## PROBLEM:
Can you copy every line of the listing below word for word, leaving the pictures out of your answer?

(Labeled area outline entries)

------------------------------------------------------------------------

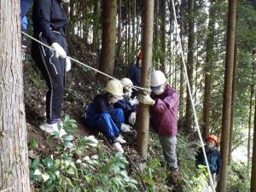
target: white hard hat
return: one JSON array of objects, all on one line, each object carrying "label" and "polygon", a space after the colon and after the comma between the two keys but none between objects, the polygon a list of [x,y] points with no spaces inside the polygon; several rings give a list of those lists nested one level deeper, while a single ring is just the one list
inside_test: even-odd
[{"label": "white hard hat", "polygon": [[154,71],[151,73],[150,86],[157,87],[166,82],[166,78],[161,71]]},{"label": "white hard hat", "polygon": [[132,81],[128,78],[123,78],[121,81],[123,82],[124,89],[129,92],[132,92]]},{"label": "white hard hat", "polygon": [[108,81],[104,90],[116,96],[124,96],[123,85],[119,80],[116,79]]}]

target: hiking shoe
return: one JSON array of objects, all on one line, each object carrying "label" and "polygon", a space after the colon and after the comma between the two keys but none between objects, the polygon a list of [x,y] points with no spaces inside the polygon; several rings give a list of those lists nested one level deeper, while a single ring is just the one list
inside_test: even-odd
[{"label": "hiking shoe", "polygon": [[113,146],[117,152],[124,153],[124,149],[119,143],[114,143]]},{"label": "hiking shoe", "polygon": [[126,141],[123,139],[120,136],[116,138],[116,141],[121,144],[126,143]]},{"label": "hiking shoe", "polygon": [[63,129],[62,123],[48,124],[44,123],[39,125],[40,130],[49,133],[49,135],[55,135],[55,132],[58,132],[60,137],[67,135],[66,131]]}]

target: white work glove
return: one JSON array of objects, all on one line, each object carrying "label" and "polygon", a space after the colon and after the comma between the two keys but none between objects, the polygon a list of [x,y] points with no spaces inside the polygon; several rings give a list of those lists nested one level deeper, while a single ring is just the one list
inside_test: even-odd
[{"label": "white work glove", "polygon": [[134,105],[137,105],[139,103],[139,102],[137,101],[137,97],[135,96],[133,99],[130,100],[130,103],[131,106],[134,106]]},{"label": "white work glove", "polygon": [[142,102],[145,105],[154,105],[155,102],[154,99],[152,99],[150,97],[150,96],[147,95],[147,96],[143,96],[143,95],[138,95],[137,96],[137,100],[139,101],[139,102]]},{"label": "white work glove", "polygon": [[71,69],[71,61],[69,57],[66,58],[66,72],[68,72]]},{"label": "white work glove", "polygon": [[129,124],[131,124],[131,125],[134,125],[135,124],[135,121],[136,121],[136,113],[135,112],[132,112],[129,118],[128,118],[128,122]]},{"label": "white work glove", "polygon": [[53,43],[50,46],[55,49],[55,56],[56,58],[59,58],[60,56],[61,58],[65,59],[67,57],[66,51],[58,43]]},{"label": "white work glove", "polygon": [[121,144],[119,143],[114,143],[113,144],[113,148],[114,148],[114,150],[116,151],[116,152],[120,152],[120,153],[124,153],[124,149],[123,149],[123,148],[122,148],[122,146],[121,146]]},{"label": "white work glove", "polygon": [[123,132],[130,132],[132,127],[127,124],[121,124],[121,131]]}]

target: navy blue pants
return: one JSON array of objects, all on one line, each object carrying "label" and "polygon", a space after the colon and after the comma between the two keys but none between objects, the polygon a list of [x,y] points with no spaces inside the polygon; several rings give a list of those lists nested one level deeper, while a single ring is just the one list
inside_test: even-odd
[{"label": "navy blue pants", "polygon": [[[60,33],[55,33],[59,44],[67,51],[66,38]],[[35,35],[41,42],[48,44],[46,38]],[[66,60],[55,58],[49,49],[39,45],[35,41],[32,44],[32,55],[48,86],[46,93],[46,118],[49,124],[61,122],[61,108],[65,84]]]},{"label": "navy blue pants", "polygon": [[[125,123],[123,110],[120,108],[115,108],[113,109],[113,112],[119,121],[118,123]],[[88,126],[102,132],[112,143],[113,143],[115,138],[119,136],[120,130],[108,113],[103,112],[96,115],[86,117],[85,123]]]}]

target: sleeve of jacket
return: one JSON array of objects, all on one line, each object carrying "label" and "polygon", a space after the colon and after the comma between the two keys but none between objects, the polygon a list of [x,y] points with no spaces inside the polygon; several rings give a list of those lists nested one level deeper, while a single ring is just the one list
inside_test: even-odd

------------------------------------------------------------------------

## WORKED ANSWER:
target: white hard hat
return: one JSON array of objects, all on one line, each object carrying "label" and "polygon", a space after the colon and after the comma between the two keys but none between objects, the polygon a list of [x,y] points with no spaces inside the polygon; several rings give a list of those lists nested one level deeper, while a single ring is just the one list
inside_test: even-odd
[{"label": "white hard hat", "polygon": [[154,71],[151,73],[150,86],[157,87],[166,82],[166,78],[161,71]]},{"label": "white hard hat", "polygon": [[132,81],[128,78],[123,78],[121,81],[123,82],[124,89],[129,92],[132,92]]},{"label": "white hard hat", "polygon": [[108,81],[104,90],[116,96],[124,96],[123,85],[119,80],[116,79]]}]

target: hiking shoe
return: one JSON array of objects, all on one line, each object carrying "label" and "polygon", a space after the colon and after the comma between the two keys but none between objects, the polygon a list of [x,y] points with no spaces inside the polygon; several rings give a list of those lists nested one level deeper, while a single ring is just the one list
inside_test: even-odd
[{"label": "hiking shoe", "polygon": [[113,146],[117,152],[124,153],[124,149],[119,143],[114,143]]},{"label": "hiking shoe", "polygon": [[126,141],[123,139],[120,136],[116,138],[116,141],[121,144],[126,143]]},{"label": "hiking shoe", "polygon": [[63,129],[62,123],[48,124],[44,123],[39,125],[40,130],[49,133],[49,135],[55,135],[55,132],[58,132],[60,137],[67,135],[66,131]]}]

target: white work glove
return: one JSON array of objects, all on one line, each object carrying "label" and "polygon", a space after the colon and after the comma between the two keys but none between objects, the polygon a list of [x,y] points with no spaces inside the polygon; several rings give a list of those lists nested one level deeper, while a single ring is just the one list
inside_test: even-odd
[{"label": "white work glove", "polygon": [[134,105],[137,105],[139,103],[139,102],[137,101],[137,97],[135,96],[133,99],[130,100],[130,103],[131,106],[134,106]]},{"label": "white work glove", "polygon": [[142,102],[145,105],[154,105],[155,102],[154,99],[152,99],[150,97],[150,96],[147,95],[147,96],[143,96],[143,95],[138,95],[137,96],[137,100],[139,101],[139,102]]},{"label": "white work glove", "polygon": [[71,69],[71,61],[69,57],[66,58],[66,72],[68,72]]},{"label": "white work glove", "polygon": [[129,124],[131,124],[131,125],[134,125],[135,124],[135,121],[136,121],[136,113],[135,112],[132,112],[129,118],[128,118],[128,122]]},{"label": "white work glove", "polygon": [[53,43],[50,46],[55,49],[55,56],[56,58],[59,58],[60,56],[61,58],[65,59],[67,57],[66,51],[58,43]]},{"label": "white work glove", "polygon": [[121,144],[119,143],[114,143],[113,144],[113,148],[114,148],[114,150],[116,151],[116,152],[120,152],[120,153],[124,153],[124,149],[123,149],[123,148],[122,148],[122,146],[121,146]]},{"label": "white work glove", "polygon": [[123,132],[130,132],[132,127],[127,124],[121,124],[121,131]]}]

target: navy blue pants
return: one JSON array of objects, all on one line, each object carrying "label" and "polygon", a space after the colon and after the comma between the two keys but none between objects, the polygon a list of [x,y] points with no spaces inside the polygon; several rings give a list of those lists nested one level deeper, while a single ring is just the one list
inside_test: even-odd
[{"label": "navy blue pants", "polygon": [[[60,33],[55,33],[59,44],[67,51],[66,38]],[[35,35],[41,42],[48,44],[46,38]],[[66,60],[55,58],[49,49],[39,45],[35,41],[32,44],[32,55],[48,86],[46,93],[46,118],[49,124],[61,122],[61,108],[65,84]]]},{"label": "navy blue pants", "polygon": [[[125,123],[123,110],[120,108],[115,108],[113,109],[113,112],[119,121],[118,123]],[[88,126],[102,132],[112,143],[113,143],[115,138],[119,136],[120,130],[108,113],[103,112],[96,115],[86,117],[85,123]]]}]

target: sleeve of jacket
return: one JSON array of objects, all on one line, each object carrying "label" and "polygon", a space after the colon and after the comma between the two keys but none between objects, the polygon a list of [x,y] points with no spaces inside the polygon; several rings give a list of those lists nested one level deeper, while a single ring is just the one list
inside_test: even-odd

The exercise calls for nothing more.